Collect every line in the records below that contains the word "white", and copy each one in full.

═══ DATASET EXTRACT

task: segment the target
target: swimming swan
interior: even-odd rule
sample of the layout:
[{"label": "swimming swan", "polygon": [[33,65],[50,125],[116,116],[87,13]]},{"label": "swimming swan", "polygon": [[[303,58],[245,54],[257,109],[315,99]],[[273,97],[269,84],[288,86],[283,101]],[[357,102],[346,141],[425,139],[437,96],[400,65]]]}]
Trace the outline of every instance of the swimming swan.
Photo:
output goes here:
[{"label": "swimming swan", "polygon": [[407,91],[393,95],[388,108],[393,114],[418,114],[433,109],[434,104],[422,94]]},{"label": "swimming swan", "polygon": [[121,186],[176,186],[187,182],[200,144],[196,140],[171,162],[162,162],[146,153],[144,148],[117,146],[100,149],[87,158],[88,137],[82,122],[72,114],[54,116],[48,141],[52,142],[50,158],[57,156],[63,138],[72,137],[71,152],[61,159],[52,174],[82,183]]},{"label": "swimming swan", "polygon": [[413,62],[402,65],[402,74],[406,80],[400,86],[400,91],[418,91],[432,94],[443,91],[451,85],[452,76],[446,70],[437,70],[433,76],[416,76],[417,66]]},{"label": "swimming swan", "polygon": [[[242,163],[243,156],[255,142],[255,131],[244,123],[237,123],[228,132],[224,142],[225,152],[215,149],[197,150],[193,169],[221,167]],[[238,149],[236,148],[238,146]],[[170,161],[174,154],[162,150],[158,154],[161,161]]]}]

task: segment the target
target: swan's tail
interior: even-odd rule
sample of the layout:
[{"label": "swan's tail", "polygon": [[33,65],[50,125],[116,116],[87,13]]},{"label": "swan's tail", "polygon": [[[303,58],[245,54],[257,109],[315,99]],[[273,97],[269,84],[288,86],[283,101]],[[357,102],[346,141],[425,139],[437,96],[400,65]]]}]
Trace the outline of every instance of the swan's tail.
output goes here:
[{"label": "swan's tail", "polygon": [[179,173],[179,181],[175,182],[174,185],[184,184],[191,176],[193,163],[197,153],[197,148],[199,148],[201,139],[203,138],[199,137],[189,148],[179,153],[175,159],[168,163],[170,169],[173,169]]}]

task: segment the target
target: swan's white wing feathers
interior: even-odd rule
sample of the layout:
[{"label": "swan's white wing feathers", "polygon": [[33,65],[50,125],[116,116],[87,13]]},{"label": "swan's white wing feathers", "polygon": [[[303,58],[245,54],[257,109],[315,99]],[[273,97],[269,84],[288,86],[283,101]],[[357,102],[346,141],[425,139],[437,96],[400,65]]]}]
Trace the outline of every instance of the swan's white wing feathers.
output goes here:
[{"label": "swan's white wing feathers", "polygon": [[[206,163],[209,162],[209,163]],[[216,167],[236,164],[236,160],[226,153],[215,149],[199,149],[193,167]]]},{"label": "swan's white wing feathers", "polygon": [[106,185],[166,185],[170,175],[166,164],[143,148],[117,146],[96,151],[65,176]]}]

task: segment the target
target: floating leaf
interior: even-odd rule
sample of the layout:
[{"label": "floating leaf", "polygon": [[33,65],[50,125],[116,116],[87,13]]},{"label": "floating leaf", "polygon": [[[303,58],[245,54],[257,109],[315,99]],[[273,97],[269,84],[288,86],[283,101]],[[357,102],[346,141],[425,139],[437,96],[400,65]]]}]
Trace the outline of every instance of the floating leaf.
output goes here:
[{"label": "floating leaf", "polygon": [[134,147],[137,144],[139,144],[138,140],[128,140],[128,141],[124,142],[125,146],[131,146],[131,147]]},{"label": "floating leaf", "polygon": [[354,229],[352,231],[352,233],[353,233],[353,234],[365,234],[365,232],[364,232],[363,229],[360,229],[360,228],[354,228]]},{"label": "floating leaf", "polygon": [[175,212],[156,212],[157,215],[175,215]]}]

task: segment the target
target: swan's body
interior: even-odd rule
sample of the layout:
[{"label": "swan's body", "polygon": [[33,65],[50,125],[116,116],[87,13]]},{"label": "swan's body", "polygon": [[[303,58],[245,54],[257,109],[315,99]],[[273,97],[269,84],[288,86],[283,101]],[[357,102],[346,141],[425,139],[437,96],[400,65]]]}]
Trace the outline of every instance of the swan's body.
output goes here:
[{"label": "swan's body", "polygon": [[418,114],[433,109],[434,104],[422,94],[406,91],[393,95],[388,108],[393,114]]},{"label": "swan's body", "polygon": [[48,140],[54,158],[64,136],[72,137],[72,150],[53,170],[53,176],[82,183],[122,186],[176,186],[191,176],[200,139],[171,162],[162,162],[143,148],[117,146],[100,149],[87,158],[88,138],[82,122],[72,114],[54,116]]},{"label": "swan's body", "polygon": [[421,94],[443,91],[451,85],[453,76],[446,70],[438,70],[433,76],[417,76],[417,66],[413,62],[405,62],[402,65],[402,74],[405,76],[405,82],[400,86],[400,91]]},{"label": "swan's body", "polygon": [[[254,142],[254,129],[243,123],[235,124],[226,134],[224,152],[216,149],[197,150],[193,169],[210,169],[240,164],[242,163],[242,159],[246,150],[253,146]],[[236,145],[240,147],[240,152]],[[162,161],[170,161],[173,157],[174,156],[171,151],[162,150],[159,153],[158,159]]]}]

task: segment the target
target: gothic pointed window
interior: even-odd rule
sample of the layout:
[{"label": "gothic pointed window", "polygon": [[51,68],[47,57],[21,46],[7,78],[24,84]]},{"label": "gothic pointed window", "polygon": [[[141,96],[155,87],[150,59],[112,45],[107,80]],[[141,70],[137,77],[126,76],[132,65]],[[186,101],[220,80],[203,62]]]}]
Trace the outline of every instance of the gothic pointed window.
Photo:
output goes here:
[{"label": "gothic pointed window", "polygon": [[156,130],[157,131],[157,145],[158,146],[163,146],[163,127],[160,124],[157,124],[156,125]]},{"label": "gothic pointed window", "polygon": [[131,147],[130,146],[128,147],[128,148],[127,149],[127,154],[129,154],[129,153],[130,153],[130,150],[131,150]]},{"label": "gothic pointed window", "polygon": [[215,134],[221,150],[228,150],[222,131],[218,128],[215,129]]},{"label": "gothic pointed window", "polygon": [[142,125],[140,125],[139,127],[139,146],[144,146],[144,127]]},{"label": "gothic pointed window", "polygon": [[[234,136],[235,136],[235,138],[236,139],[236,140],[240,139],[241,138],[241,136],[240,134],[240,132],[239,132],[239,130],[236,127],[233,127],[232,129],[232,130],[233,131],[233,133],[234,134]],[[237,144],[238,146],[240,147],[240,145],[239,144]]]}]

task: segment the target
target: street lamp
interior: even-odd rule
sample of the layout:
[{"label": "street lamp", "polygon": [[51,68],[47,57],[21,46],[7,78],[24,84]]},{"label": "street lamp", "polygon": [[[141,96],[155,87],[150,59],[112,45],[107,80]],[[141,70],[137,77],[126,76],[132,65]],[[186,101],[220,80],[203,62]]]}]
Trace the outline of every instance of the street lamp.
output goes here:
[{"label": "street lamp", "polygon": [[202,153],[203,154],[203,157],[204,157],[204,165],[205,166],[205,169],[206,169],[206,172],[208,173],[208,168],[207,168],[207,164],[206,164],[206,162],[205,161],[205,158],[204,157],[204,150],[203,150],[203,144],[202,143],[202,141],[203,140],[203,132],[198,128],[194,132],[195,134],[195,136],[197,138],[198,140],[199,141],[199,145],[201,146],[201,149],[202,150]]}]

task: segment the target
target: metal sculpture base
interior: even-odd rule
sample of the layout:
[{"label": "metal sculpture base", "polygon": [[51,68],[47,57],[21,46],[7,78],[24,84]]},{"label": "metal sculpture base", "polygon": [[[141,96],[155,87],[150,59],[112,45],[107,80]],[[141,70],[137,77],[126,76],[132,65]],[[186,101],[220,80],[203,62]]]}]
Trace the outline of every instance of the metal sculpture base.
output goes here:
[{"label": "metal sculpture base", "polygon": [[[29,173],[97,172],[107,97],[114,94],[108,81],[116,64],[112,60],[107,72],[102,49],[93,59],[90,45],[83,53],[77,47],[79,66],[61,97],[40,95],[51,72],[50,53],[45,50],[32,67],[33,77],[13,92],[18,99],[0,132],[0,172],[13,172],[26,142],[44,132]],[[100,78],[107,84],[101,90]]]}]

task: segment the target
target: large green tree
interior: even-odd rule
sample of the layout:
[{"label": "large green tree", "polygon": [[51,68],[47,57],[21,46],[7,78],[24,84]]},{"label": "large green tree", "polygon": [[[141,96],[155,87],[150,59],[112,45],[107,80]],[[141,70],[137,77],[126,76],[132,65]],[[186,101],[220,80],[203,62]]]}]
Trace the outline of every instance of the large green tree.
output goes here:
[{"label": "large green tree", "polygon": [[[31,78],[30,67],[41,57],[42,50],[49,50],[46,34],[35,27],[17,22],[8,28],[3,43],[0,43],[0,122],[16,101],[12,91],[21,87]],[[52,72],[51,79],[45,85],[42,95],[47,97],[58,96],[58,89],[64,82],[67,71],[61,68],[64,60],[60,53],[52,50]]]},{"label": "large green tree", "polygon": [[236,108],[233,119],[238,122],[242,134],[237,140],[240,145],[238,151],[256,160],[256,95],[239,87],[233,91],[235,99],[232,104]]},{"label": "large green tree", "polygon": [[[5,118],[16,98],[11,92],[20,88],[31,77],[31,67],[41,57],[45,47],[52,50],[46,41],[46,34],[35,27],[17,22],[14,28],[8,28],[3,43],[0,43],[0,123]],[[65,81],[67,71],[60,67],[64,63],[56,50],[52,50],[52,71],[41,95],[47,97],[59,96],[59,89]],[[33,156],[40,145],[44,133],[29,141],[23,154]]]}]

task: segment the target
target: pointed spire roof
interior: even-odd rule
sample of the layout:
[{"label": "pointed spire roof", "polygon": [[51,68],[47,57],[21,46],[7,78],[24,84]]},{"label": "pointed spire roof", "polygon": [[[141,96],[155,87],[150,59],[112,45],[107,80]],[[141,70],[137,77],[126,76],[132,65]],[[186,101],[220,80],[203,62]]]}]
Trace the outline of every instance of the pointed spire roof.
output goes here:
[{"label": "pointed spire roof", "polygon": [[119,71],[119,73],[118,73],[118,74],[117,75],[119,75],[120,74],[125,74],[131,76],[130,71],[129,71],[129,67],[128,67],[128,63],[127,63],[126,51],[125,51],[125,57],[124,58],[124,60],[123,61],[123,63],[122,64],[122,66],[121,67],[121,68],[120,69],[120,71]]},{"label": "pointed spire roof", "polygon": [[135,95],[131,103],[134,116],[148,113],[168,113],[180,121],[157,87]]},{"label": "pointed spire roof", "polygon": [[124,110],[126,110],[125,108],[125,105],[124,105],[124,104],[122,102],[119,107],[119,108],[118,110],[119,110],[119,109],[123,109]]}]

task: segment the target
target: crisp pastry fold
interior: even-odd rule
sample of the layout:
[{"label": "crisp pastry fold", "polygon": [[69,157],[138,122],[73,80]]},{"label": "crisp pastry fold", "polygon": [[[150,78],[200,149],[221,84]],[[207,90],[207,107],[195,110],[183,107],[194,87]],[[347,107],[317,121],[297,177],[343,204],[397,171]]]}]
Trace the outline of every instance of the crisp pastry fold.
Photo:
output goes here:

══════

WRITTEN ANSWER:
target: swan's white wing feathers
[{"label": "swan's white wing feathers", "polygon": [[33,65],[50,125],[116,116],[87,13]]},{"label": "swan's white wing feathers", "polygon": [[[303,58],[245,54],[257,109],[315,99]],[[273,97],[269,84],[288,86],[283,101]],[[357,102],[346,141],[425,139],[437,96],[400,65]]]}]
Trace the outline of every instance of the swan's white wing feathers.
[{"label": "swan's white wing feathers", "polygon": [[[206,163],[209,162],[209,163]],[[216,167],[236,164],[236,160],[226,153],[215,149],[199,149],[193,167]]]},{"label": "swan's white wing feathers", "polygon": [[106,185],[166,185],[170,175],[166,164],[143,148],[117,146],[96,151],[65,176]]}]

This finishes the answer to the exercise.